- **What to do**
1 > Reproduce verbatim the part of the Sanderson Hospital passage that runs from "In 1914 the" to "during NHS reforms.".
2 > Resume the Sanderson Hospital history, picking up right after its final sentence.

- **Supplied passage**

____________

Sanderson Hospital was an orthopaedic hospital for children and an elderly care facility used by the NHS in Gosforth, Newcastle upon Tyne, UK.

== History ==
The WJ Sanderson Home for Destitute and Crippled Children was established in Whickham in 1888 by William John Sanderson, a local philanthropist. Its purpose was to care for destitute children who couldn't be housed in workhouses due to physical disabilities. Shortly after opening it moved to larger premises at Red House in Wallsend on 1 June 1889, before opening its Gosforth site in 1897. The Gosforth site was opened by a Mrs. Hilton Philipson on 30 September 1897.

In 1914 the hospital buildings was extended to allow for the treatment of more patients. Until the implementation of the National Health Service Act 1946 the hospital operated independently, and in July 1948 it came under the control of a Hospital Management committee as part of the National Health Service. While independent the hospital also had its own school based on-site. The site was used as the long-stay orthopaedic hospital for the area. In 1974 the hospital given over to the care of the elderly during NHS reforms.

____________

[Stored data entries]
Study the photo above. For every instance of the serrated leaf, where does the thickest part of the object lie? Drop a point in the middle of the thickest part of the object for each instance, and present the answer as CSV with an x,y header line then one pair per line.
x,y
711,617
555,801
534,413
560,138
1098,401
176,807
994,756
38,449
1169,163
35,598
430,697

____________

- **Responses in order**
1 >
In 1914 the hospital buildings was extended to allow for the treatment of more patients. Until the implementation of the National Health Service Act 1946 the hospital operated independently, and in July 1948 it came under the control of a Hospital Management committee as part of the National Health Service. While independent the hospital also had its own school based on-site. The site was used as the long-stay orthopaedic hospital for the area. In 1974 the hospital given over to the care of the elderly during NHS reforms.

2 >
The hospital had various subtle name changes over the years: in 1929 it became the WJ Sanderson Home for Crippled Children; around 1935 it was renamed the WJ Sanderson Orthopaedic Hospital and School for Children; around 1950 it became known as the Sanderson Orthopaedic Hospital; and in 1964 it became known as Sanderson Hospital.

=== Closure ===
The services provided by the hospital were steadily reduced as they were moved to the larger hospitals such as the Freeman and General Hospitals. Services for the elderly were closed in 1996. By 2003 only community out-patient services remained (then known as the Sanderson Centre in an annex) and there were plans to move those too, bringing the site's use by the NHS to an end.

Since finally closing in May 2005 the site had been disused for more than 15 years, and the hospital buildings, some of which were Victorian, were later demolished. In 2006 plans existed to turn the site, by now blighted by vandals, into housing which sparked protests from the local community. In 2011 there was an attempt to build housing on the site with Taylor Wimpey having planning permission, but later pulled out of the scheme in 2013. There had also been an attempt to build a new health facility with the Malhotra Group on the site that was abandoned in 2018.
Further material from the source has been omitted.